# Textauszug
________________________

Der Titel des zweiten hybriden Textes – „von der auflösung und der entfaltung des erzählaktes“ (in zwei Teilen: auflösung und entfaltung) – bezeichnet das Folgende als einen Essay, aber der Essay ist angewandtes Erzählen, das der Autor im Konjunktiv enden lässt, in der Vorstellung des Todes... Im zweiten Teil entfalten sich die Vorstellungen in den Wörtern, der Tod, der anscheinend unerzählbare, ist permanent präsent: Immer wieder erscheint der Vers: „einst wird er sterben“, der Ich-Erzähler sieht sich in der Distanz der dritten Person. In der entfalteten Erzählung lebt jede Perspektive – hier erzählt der Erzähler das Unmögliche, seinen eigenen Tod.

________________________

# Arbeitsanweisung
Kopieren Sie aus dem Textauszug wortgetreu die Passage von „Der Titel des“ bis einschließlich „seinen eigenen Tod.“.

# Daten zur Koordinatenbeschriftung
________________________

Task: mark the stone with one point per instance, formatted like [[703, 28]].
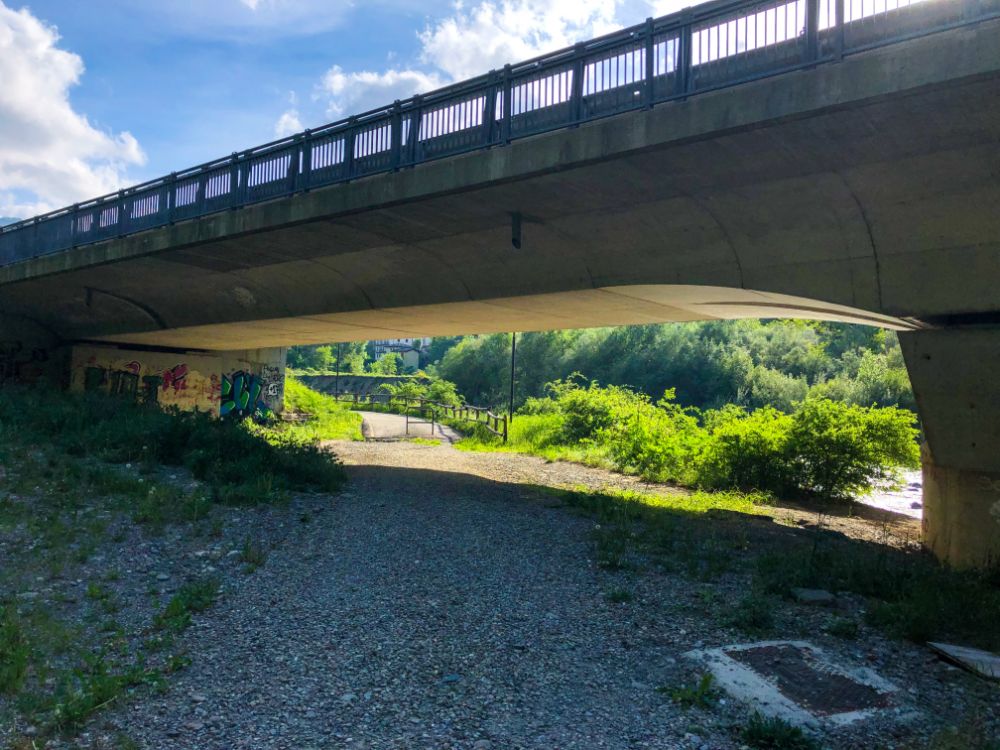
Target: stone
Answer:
[[982, 663], [818, 597]]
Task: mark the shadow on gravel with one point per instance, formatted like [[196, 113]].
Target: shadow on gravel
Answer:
[[909, 594]]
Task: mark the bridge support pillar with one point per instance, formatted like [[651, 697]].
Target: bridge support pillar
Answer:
[[956, 380]]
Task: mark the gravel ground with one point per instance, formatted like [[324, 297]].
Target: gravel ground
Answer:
[[442, 603]]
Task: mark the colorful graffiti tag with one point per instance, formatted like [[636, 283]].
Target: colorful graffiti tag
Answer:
[[176, 378], [125, 381], [243, 397]]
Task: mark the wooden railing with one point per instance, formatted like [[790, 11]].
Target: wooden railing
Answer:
[[498, 424]]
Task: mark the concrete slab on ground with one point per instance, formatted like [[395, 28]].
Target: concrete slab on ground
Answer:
[[796, 681], [982, 663]]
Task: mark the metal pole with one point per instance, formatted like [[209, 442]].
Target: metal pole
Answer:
[[513, 354], [336, 387]]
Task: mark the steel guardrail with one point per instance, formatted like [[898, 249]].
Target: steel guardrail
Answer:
[[704, 48]]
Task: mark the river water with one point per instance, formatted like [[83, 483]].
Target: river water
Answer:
[[907, 500]]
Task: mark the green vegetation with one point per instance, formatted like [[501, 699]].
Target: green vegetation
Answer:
[[13, 652], [253, 555], [823, 448], [78, 473], [765, 733], [195, 596], [318, 416], [620, 596], [705, 535], [241, 463], [702, 694], [748, 363]]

________________________

# Ausgabe
Der Titel des zweiten hybriden Textes – „von der auflösung und der entfaltung des erzählaktes“ (in zwei Teilen: auflösung und entfaltung) – bezeichnet das Folgende als einen Essay, aber der Essay ist angewandtes Erzählen, das der Autor im Konjunktiv enden lässt, in der Vorstellung des Todes... Im zweiten Teil entfalten sich die Vorstellungen in den Wörtern, der Tod, der anscheinend unerzählbare, ist permanent präsent: Immer wieder erscheint der Vers: „einst wird er sterben“, der Ich-Erzähler sieht sich in der Distanz der dritten Person. In der entfalteten Erzählung lebt jede Perspektive – hier erzählt der Erzähler das Unmögliche, seinen eigenen Tod.